Data for this exercise START

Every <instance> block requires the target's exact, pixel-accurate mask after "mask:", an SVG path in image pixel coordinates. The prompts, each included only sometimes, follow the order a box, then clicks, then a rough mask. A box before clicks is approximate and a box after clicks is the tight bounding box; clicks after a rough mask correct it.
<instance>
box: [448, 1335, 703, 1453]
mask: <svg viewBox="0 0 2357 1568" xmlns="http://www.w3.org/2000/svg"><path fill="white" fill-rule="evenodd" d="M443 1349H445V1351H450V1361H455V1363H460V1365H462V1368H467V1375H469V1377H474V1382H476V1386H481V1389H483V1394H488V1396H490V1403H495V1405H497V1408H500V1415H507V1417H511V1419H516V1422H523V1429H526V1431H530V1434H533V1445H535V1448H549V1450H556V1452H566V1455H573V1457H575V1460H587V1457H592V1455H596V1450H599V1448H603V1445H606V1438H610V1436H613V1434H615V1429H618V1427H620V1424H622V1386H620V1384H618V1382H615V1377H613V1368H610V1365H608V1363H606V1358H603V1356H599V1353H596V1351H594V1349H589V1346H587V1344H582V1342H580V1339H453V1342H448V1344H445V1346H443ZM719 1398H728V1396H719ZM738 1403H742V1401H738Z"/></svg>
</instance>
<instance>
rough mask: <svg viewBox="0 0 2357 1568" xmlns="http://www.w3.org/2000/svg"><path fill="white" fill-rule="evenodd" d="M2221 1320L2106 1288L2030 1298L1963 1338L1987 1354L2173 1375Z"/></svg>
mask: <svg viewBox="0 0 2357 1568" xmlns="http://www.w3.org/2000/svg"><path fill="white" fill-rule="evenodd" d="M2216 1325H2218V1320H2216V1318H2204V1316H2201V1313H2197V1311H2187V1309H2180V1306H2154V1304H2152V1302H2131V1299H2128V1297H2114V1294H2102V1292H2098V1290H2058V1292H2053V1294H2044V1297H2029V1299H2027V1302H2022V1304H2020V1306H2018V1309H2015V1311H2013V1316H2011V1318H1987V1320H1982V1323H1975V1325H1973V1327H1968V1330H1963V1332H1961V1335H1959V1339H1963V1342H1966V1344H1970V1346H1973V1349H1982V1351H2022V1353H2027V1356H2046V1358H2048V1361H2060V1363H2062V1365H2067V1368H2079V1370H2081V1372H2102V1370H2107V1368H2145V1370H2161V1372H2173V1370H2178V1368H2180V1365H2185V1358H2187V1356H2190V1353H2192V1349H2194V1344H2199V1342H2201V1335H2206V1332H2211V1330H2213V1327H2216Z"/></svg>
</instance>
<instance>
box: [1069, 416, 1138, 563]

Data for this exercise END

Every line of the listing is to be returned exactly as written.

Every <instance> block requires the target's exact, pixel-accurate mask after "mask:", an SVG path in image pixel coordinates. The prompts, each included only sometimes, follow the order a box, then clicks, then a rough mask. A box before clicks is approximate and a box after clicks is the tight bounding box; clicks after a rough mask correct it.
<instance>
box: [448, 1335, 703, 1453]
mask: <svg viewBox="0 0 2357 1568" xmlns="http://www.w3.org/2000/svg"><path fill="white" fill-rule="evenodd" d="M443 1349H445V1351H450V1361H455V1363H460V1365H462V1368H467V1375H469V1377H474V1382H476V1386H481V1389H483V1394H488V1396H490V1403H495V1405H497V1408H500V1415H507V1417H511V1419H516V1422H523V1429H526V1431H530V1434H533V1445H535V1448H549V1450H556V1452H566V1455H573V1457H575V1460H587V1457H592V1455H596V1450H599V1448H603V1445H606V1438H610V1436H613V1434H615V1429H618V1427H620V1424H622V1386H620V1384H618V1382H615V1377H613V1368H610V1365H608V1363H606V1358H603V1356H599V1353H596V1351H594V1349H589V1346H587V1344H582V1342H580V1339H453V1342H448V1344H445V1346H443ZM719 1398H728V1396H719ZM738 1403H742V1401H738Z"/></svg>
</instance>
<instance>
rough mask: <svg viewBox="0 0 2357 1568" xmlns="http://www.w3.org/2000/svg"><path fill="white" fill-rule="evenodd" d="M2221 1320L2106 1288L2030 1298L1963 1338L1987 1354L2173 1375Z"/></svg>
mask: <svg viewBox="0 0 2357 1568" xmlns="http://www.w3.org/2000/svg"><path fill="white" fill-rule="evenodd" d="M2216 1325H2218V1320H2216V1318H2204V1316H2201V1313H2197V1311H2187V1309H2180V1306H2154V1304H2152V1302H2131V1299H2128V1297H2114V1294H2102V1292H2098V1290H2058V1292H2053V1294H2044V1297H2029V1299H2027V1302H2022V1304H2020V1306H2018V1309H2015V1311H2013V1316H2011V1318H1987V1320H1982V1323H1975V1325H1973V1327H1968V1330H1963V1332H1961V1335H1959V1339H1963V1342H1966V1344H1970V1346H1973V1349H1982V1351H2022V1353H2027V1356H2046V1358H2048V1361H2060V1363H2062V1365H2067V1368H2079V1370H2081V1372H2102V1370H2107V1368H2145V1370H2161V1372H2173V1370H2178V1368H2180V1365H2185V1358H2187V1356H2190V1353H2192V1349H2194V1344H2199V1342H2201V1335H2206V1332H2211V1330H2213V1327H2216Z"/></svg>
</instance>
<instance>
box: [1069, 416, 1138, 563]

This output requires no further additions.